**TASKS TO COMPLETE:**
**A)** In the blog excerpt, restate the part that opens with the words containing "I received three" and closes with "mildly, somewhat bemused.", updating "tax coding notices" to "tax code letters".
**B)** Summarize the blog excerpt in two sentences.

**GIVEN PASSAGE:**
+++

Saturday, February 18, 2012

Smile - Day 8

Another hint of a smile...with shoulders!

Friday, February 17, 2012

Smile - Day 7

This is about as close to a smile as we get from Bobby in this epsiode.

Thursday, February 16, 2012

Smile - Day 6

Pity it has to be thanks to slimey Leslie we get to see this hand shot.

Wednesday, February 15, 2012

Here's looking at you, kids

Big and not-so-big cats were in a lazy mood, but the squirrel monkey was in the mood to chat.



My big boy Dandy likes to chat, too - but do you think he'd give me his usual 3-minute discourse? No chance! He did demonstrate his pneumatic drill of a purr, though.

Smile - Day 5

Today, it's just pure handsome gorgeousness.

Tuesday, February 14, 2012

A Taxing Time

I received three tax coding notices today, two of them informing employers to charge me tax at 40%. Even more surprising was that one of them was with regard to an employer I left in August 2010, and not a single one applied to my current employer. Considering I had a conversation with the tax office last year about their unilateral decision to remove my tax allowance from my pension, the only income that will remain stable forever, I was, to put it mildly, somewhat bemused.
It took me 25 minutes to actually get through to a human being. Meanwhile I had to listen to some really naff music interspersed with the same message over and over again that I could find lots of information on the website. NO, I NEED TO TALK TO A PERSON! At the very least, they could change the message (and the music) every few minutes, couldn't they?
I spent 15 minutes thrashing the matter out with one of the tax officers, and knowing that they are overworked and understaffed thanks to the same government that has frozen my pay till kingdom come, I was determined to be polite, sympathetic and, if possible, lighthearted. I'm glad to say that I managed this, and even raised a laugh for the poor, beleaguered woman.

+++

**DATA LISTING:**
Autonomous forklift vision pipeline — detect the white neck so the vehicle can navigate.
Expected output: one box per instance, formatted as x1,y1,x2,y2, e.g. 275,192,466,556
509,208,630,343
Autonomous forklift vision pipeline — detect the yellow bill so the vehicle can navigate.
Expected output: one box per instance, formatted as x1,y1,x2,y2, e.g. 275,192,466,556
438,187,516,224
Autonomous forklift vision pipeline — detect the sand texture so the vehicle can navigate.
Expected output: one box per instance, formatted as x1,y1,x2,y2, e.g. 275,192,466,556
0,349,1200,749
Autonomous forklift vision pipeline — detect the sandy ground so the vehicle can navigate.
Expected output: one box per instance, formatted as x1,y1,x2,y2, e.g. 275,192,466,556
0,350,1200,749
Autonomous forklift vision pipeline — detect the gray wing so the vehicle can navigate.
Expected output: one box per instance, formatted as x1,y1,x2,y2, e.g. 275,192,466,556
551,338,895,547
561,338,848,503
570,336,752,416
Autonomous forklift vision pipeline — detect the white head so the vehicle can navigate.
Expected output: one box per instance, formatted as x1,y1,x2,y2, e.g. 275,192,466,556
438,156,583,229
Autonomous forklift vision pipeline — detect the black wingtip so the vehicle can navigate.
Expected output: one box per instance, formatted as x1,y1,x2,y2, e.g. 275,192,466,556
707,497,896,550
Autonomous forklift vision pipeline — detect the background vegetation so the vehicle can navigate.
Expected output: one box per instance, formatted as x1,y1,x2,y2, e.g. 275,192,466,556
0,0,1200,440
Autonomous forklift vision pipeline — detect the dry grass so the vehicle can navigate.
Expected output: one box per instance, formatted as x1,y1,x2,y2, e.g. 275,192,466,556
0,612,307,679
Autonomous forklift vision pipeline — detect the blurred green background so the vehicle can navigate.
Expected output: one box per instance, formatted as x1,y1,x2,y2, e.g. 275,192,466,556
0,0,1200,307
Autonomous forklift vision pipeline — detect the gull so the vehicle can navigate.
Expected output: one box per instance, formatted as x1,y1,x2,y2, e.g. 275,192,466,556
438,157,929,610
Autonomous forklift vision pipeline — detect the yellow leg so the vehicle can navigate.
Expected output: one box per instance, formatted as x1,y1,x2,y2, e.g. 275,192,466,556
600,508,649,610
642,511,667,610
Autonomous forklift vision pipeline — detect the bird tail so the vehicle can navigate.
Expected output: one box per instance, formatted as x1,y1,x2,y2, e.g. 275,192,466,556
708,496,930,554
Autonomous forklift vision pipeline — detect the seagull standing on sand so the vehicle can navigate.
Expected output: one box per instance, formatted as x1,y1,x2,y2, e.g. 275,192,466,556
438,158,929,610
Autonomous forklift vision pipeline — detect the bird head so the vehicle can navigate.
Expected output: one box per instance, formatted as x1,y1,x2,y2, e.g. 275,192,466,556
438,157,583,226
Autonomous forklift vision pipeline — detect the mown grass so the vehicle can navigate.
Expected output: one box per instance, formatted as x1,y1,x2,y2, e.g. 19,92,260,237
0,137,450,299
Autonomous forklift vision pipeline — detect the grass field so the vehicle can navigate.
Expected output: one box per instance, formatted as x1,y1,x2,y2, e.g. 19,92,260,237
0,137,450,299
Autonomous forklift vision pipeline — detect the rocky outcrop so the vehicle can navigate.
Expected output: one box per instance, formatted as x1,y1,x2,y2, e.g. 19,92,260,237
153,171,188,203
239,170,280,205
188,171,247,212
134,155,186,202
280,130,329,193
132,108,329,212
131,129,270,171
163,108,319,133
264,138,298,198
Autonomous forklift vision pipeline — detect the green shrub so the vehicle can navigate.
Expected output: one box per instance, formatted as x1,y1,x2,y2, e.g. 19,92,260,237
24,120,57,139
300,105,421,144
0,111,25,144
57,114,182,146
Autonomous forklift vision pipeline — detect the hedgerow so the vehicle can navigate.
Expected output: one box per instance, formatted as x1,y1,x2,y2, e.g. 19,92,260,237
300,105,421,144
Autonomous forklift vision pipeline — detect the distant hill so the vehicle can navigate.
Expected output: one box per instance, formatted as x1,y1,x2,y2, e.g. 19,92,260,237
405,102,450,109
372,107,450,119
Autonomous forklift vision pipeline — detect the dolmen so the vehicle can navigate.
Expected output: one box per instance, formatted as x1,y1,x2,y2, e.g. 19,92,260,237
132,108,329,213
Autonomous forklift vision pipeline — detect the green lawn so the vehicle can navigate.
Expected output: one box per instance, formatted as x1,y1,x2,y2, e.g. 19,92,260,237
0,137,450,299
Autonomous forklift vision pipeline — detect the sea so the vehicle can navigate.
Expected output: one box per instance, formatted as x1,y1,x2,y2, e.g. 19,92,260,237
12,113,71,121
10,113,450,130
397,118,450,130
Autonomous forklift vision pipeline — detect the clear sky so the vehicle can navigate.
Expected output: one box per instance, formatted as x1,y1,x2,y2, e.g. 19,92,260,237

+++

**RESPONSE LIST:**
**A)**
I received three tax code letters today, two of them informing employers to charge me tax at 40%. Even more surprising was that one of them was with regard to an employer I left in August 2010, and not a single one applied to my current employer. Considering I had a conversation with the tax office last year about their unilateral decision to remove my tax allowance from my pension, the only income that will remain stable forever, I was, to put it mildly, somewhat bemused.

**B)** Posts from February 2012 include a daily "Smile" series and an outing where the big and not-so-big cats were lazy but the squirrel monkey was in the mood to chat. In the longest post, the writer received three tax coding notices, two setting tax at 40% and none for the current employer, then waited 25 minutes to reach a person and stayed polite through a 15-minute call with a tax officer.